▶ **掲載資料**
•••
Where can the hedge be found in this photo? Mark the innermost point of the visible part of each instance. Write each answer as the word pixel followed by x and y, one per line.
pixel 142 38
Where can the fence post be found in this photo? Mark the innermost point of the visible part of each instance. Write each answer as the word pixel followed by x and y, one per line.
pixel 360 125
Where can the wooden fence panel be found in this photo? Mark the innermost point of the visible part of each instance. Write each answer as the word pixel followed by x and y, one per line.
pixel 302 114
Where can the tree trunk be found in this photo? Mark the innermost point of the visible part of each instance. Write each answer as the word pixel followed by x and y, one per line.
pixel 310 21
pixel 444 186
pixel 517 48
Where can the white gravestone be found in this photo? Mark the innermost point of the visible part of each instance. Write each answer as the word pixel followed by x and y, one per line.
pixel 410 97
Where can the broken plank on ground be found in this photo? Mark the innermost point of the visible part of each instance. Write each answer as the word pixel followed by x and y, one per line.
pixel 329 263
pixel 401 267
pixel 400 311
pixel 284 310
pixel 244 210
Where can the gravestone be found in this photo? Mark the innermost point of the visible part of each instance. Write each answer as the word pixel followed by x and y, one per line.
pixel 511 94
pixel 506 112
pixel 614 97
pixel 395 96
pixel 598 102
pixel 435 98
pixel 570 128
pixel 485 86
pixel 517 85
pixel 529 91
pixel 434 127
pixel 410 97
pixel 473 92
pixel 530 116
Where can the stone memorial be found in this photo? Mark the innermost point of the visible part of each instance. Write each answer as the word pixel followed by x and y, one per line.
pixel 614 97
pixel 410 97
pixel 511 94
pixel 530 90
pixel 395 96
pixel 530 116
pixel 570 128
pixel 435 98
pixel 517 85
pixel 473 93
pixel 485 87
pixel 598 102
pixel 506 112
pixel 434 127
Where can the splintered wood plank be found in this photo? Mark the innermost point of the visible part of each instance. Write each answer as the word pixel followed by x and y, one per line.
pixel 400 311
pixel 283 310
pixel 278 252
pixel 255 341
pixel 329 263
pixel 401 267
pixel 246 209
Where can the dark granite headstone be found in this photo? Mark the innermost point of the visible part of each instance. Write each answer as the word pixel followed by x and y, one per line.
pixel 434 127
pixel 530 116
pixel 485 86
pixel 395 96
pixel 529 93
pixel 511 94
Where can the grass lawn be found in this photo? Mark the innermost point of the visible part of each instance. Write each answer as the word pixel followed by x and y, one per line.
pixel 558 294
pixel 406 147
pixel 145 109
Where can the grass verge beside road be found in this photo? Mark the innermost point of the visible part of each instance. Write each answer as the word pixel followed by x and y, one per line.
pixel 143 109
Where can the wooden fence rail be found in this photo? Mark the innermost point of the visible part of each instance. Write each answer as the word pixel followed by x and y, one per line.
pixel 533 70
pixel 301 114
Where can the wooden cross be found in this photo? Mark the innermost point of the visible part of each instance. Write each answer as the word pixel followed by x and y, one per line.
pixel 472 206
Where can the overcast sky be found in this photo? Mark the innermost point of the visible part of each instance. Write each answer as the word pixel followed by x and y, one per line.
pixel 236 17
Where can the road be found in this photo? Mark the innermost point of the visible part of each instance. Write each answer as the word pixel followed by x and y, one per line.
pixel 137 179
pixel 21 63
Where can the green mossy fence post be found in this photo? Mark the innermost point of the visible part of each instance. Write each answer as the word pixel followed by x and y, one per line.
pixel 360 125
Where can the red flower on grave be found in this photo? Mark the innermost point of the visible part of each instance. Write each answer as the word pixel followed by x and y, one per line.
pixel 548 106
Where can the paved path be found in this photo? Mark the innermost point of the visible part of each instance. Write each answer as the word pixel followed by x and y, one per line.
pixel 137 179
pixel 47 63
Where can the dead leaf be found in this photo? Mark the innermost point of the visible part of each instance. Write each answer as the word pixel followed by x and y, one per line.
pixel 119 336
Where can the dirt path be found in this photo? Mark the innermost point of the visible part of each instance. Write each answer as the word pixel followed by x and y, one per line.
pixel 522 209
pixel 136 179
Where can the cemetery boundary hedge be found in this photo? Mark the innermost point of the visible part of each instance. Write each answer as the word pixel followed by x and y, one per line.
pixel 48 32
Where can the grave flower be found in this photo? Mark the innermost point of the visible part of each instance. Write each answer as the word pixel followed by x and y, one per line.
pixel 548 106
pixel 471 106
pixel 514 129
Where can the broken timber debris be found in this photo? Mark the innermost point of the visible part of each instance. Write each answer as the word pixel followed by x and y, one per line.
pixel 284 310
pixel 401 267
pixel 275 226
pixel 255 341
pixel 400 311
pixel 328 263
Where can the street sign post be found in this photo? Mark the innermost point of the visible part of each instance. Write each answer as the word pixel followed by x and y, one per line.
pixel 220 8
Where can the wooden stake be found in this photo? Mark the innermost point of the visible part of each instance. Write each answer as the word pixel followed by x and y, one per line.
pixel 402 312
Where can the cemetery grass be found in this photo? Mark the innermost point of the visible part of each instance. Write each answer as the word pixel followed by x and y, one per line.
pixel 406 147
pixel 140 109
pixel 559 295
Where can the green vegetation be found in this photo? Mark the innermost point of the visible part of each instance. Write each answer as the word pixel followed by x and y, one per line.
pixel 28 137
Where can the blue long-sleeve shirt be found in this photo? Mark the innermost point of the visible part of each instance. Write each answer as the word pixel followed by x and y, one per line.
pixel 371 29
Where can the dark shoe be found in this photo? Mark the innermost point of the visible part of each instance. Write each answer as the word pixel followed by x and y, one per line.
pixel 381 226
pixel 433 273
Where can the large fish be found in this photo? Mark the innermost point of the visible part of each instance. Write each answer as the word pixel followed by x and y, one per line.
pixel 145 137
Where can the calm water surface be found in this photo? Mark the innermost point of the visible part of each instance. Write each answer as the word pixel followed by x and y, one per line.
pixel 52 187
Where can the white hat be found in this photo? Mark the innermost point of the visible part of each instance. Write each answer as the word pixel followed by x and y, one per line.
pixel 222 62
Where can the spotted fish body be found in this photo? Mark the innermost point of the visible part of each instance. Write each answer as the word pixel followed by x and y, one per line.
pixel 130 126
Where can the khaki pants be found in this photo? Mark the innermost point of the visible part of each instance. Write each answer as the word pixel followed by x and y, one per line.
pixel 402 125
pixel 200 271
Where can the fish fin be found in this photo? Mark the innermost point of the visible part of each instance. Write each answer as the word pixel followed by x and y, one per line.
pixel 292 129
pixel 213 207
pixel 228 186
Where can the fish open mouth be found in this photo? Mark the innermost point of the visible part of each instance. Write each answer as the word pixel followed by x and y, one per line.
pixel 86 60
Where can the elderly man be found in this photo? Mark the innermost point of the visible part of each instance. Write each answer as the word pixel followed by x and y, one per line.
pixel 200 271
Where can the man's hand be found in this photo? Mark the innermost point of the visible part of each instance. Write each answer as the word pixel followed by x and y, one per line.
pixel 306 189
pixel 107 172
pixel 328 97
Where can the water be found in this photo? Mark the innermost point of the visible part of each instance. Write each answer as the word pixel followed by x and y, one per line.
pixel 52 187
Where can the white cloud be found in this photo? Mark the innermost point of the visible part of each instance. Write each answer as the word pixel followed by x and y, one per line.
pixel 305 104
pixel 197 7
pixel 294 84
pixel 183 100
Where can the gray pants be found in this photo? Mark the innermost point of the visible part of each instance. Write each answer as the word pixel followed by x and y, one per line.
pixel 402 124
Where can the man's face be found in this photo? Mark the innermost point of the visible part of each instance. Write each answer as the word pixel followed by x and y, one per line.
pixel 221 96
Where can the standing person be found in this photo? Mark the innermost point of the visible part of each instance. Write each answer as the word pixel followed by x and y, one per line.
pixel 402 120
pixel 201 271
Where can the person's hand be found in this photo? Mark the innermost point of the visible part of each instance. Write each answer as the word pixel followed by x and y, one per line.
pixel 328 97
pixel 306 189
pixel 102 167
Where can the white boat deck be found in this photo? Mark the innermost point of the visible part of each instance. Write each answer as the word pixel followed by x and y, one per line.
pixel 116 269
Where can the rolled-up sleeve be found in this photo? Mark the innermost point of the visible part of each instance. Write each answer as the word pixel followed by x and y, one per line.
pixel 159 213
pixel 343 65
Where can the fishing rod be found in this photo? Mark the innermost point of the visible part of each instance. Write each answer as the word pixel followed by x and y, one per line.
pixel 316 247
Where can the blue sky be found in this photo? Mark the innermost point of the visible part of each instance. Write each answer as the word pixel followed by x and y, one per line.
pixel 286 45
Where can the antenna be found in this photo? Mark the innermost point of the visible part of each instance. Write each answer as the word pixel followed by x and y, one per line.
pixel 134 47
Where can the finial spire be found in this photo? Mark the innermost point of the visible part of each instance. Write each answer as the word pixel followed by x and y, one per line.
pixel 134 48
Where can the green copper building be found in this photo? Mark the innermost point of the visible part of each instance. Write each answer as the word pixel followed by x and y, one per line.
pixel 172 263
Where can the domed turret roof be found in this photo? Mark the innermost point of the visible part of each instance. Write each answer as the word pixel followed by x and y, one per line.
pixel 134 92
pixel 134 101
•••
資料のうち「Where can the spotted」を含む行から「pixel 228 186」を含む行までを、「khaki pants」を「blue jeans」に入れ替えてすべて書き直してください。ほかの箇所は一切変えないこと。

▶ **解答例**
Where can the spotted fish body be found in this photo? Mark the innermost point of the visible part of each instance. Write each answer as the word pixel followed by x and y, one per line.
pixel 130 126
Where can the blue jeans be found in this photo? Mark the innermost point of the visible part of each instance. Write each answer as the word pixel followed by x and y, one per line.
pixel 402 125
pixel 200 271
Where can the fish fin be found in this photo? Mark the innermost point of the visible part of each instance. Write each answer as the word pixel followed by x and y, one per line.
pixel 292 129
pixel 213 207
pixel 228 186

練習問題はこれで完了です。